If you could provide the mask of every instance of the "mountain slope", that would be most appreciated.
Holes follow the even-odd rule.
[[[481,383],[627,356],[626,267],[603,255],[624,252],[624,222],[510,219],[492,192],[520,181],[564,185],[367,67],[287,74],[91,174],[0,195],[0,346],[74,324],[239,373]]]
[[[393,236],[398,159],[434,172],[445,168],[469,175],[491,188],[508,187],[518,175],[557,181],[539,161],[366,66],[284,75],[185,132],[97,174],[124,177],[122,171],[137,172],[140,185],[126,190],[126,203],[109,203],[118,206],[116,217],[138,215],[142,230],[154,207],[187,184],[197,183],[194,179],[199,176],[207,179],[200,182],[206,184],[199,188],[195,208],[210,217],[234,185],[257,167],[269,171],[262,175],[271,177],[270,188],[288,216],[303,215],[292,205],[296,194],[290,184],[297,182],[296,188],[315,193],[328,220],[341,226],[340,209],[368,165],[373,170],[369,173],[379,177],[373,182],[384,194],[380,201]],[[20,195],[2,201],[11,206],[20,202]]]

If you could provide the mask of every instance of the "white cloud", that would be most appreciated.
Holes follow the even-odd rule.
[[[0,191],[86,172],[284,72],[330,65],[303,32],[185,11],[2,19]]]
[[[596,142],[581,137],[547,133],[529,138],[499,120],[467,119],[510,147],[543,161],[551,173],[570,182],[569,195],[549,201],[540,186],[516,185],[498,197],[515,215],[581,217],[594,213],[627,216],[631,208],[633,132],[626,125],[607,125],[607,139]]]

● ● ● ●

→ WHAT THE TASK REQUIRES: The full material has to be written out again exactly as shown.

→ TASK RESULT:
If you could provide the mask of every instance of the "mountain slope", that would be most appreciated.
Holes follow the even-odd rule.
[[[481,383],[627,356],[626,267],[603,255],[624,252],[624,222],[510,219],[492,192],[520,181],[564,185],[367,67],[287,74],[91,174],[0,195],[0,346],[74,324],[239,373]]]
[[[393,236],[398,159],[434,172],[445,168],[469,175],[491,188],[508,187],[518,175],[557,181],[539,161],[366,66],[284,75],[185,132],[97,174],[124,177],[122,171],[137,172],[140,185],[126,190],[126,203],[109,203],[118,206],[116,217],[138,215],[142,230],[154,207],[187,184],[197,183],[194,179],[199,176],[207,179],[200,182],[206,184],[199,188],[195,208],[210,217],[234,185],[257,167],[269,171],[262,175],[271,177],[270,188],[288,216],[303,215],[292,205],[296,194],[290,184],[297,182],[296,188],[315,193],[328,220],[341,226],[340,209],[368,165],[373,170],[369,173],[379,177],[373,182],[384,194],[380,201]],[[20,195],[2,201],[11,206],[20,202]]]

If you could provide the mask of every instance of the "white cloud", that would be most appreciated.
Holes follow the even-odd rule.
[[[0,191],[86,172],[284,72],[330,65],[303,32],[185,11],[2,19]]]
[[[596,142],[581,137],[547,133],[529,138],[499,120],[467,119],[510,147],[543,161],[551,173],[570,182],[569,195],[549,201],[540,186],[516,185],[498,197],[515,215],[581,217],[594,213],[627,216],[631,208],[633,132],[626,125],[607,125],[607,139]]]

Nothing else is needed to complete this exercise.